▶ [Problems to solve]:
(1) Print the part of the agent-spec workflow starting at "1. **Human writes" and ending at "(pre-commit / CI)".
(2) Please translate this sentence from the agent-spec workflow into Spanish: "Agent self-checks with lifecycle — retry loop until all scenarios pass".

▶ [Text section]:
___

1. **Human writes Task Contract** — structured spec with Intent, Decisions, Boundaries, Completion Criteria
2. **Quality gate**`agent-spec lint specs/task.spec --min-score 0.7`
3. **Agent reads Contract**`agent-spec contract specs/task.spec`
4. **Agent self-checks with lifecycle** — retry loop until all scenarios pass
5. **Guard gate**`agent-spec guard --spec-dir specs --code .` (pre-commit / CI)
6. **Contract Acceptance**`agent-spec explain specs/task.spec --format markdown` (human reviews)

___

Dataset records

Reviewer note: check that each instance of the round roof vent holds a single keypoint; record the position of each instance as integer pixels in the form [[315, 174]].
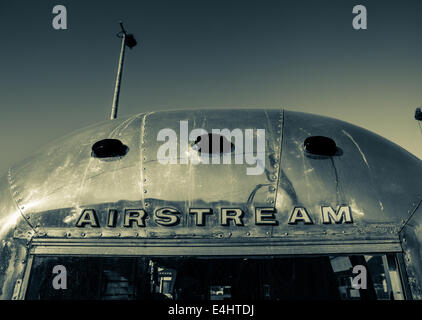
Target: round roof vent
[[109, 148], [320, 145]]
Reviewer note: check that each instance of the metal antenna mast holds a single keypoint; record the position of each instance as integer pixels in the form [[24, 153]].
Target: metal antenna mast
[[127, 40]]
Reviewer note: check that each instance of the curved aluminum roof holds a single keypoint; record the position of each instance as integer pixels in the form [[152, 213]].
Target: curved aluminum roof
[[379, 181]]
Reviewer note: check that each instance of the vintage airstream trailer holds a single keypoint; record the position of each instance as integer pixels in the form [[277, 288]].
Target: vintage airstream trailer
[[99, 207]]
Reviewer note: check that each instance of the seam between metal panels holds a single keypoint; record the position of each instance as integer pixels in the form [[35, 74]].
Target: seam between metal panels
[[280, 132], [12, 186], [411, 216]]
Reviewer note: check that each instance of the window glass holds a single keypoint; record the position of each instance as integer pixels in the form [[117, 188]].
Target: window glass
[[210, 278]]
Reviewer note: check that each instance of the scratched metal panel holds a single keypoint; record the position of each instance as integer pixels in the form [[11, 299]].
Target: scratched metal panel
[[64, 175], [12, 252], [379, 180], [369, 174], [214, 186]]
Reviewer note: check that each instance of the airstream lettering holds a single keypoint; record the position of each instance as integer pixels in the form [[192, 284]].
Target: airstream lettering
[[169, 217]]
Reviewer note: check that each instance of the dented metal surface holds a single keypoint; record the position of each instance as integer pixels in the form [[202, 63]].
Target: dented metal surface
[[44, 196]]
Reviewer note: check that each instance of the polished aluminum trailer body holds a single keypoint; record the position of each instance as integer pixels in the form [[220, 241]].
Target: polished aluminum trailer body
[[43, 197]]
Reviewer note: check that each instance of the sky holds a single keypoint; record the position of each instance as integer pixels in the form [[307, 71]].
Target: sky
[[298, 55]]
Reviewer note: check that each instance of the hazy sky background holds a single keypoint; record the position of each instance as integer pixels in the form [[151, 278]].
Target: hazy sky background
[[300, 55]]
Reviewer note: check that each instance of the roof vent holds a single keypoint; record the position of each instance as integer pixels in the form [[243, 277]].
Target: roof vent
[[109, 148], [212, 144], [320, 145]]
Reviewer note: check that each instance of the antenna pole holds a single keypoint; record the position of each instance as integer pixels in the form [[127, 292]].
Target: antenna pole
[[130, 41], [115, 104]]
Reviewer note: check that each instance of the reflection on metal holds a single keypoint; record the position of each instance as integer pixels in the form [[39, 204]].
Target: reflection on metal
[[17, 289], [64, 201]]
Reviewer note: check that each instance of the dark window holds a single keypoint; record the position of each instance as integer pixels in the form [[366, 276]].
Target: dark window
[[210, 278]]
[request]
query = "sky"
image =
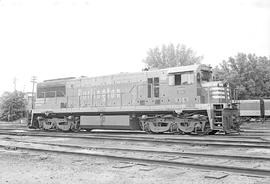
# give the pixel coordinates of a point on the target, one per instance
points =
(71, 38)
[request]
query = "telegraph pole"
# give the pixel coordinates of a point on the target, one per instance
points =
(15, 83)
(33, 80)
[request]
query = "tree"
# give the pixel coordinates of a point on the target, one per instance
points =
(12, 105)
(171, 56)
(249, 73)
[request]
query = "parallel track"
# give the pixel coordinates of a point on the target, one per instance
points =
(56, 149)
(203, 142)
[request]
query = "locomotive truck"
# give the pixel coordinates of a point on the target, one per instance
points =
(180, 99)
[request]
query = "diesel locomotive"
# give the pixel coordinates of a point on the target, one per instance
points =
(180, 99)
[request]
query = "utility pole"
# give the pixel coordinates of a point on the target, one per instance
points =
(33, 80)
(15, 83)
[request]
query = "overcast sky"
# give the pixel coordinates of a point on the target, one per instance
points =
(62, 38)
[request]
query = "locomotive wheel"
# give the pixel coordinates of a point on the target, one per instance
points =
(186, 126)
(48, 124)
(159, 125)
(63, 125)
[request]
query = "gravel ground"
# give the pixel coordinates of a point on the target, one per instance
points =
(24, 167)
(29, 167)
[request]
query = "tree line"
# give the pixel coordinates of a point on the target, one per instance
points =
(248, 73)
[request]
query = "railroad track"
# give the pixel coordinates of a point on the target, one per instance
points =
(187, 141)
(141, 157)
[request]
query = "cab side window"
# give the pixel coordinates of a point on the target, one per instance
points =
(177, 79)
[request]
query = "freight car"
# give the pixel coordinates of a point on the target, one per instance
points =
(257, 109)
(179, 99)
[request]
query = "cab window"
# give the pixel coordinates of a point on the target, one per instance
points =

___

▶ [Solved problems]:
(1)
1. **Human writes Task Contract** — structured spec with Intent, Decisions, Boundaries, Completion Criteria
2. **Quality gate**`agent-spec lint specs/task.spec --min-score 0.7`
3. **Agent reads Contract**`agent-spec contract specs/task.spec`
4. **Agent self-checks with lifecycle** — retry loop until all scenarios pass
5. **Guard gate**`agent-spec guard --spec-dir specs --code .` (pre-commit / CI)

(2) El agente se autoverifica con lifecycle — bucle de reintentos hasta que todos los escenarios pasen.